Exercise details - Pull out every line in the rows below that contains the word "rocky", copying each one in full.

(Photo-based point labeling data)
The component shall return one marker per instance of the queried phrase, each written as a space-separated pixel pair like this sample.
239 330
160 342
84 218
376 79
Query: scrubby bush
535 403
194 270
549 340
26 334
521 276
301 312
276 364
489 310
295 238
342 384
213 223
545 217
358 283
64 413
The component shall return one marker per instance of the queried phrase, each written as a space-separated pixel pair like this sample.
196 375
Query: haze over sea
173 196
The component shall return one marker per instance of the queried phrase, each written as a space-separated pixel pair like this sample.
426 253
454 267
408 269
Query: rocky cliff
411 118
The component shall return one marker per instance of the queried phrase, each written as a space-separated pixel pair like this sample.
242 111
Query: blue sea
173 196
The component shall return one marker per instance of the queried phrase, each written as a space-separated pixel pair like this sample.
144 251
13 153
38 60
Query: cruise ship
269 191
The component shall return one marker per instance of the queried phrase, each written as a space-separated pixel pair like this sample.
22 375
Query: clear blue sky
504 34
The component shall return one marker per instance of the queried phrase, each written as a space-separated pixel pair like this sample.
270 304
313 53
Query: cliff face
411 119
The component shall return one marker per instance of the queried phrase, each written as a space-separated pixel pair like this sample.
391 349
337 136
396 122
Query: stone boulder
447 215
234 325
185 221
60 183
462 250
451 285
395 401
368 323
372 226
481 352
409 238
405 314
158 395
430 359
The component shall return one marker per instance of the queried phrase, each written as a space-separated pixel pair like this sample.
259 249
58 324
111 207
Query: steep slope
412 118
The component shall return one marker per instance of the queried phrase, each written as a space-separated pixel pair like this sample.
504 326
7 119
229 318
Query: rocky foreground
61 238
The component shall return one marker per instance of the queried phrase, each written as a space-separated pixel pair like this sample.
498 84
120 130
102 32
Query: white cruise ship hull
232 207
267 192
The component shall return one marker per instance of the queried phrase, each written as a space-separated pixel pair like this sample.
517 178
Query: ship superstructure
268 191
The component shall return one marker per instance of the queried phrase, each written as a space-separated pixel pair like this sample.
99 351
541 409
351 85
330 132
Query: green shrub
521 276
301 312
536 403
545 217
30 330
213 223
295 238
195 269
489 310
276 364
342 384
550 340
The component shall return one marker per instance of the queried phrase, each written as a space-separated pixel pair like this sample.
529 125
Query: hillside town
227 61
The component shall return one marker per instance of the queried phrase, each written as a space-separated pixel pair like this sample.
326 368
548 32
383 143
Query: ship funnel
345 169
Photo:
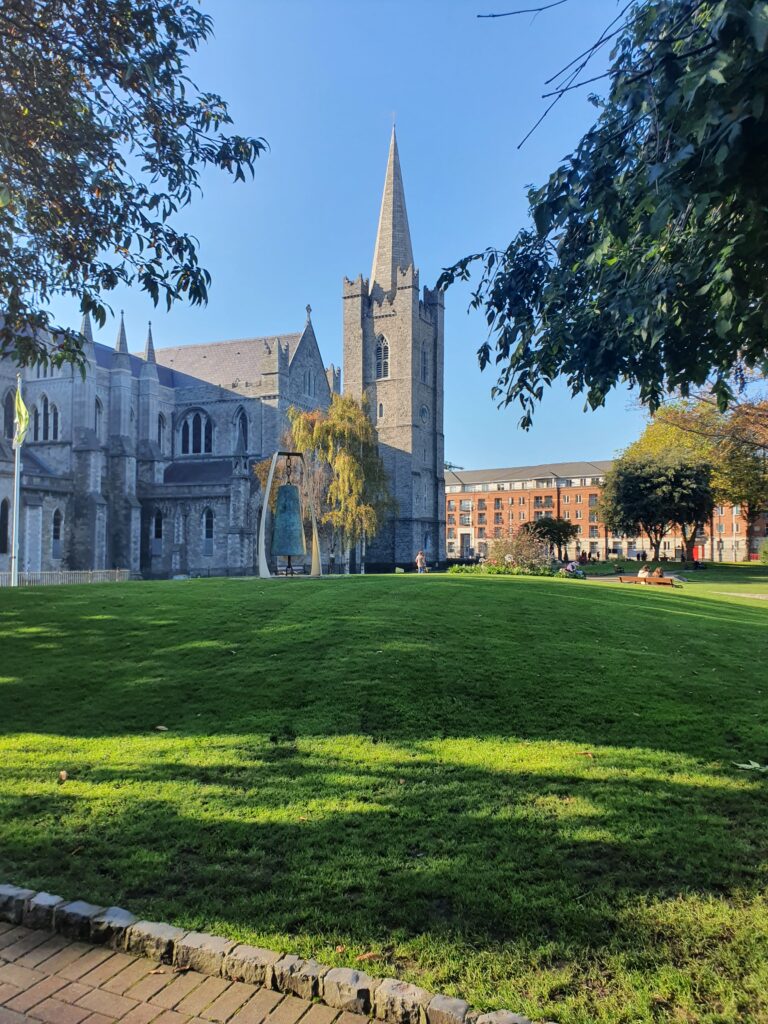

The result -
Query: rocky cliff
Query: rocky foreground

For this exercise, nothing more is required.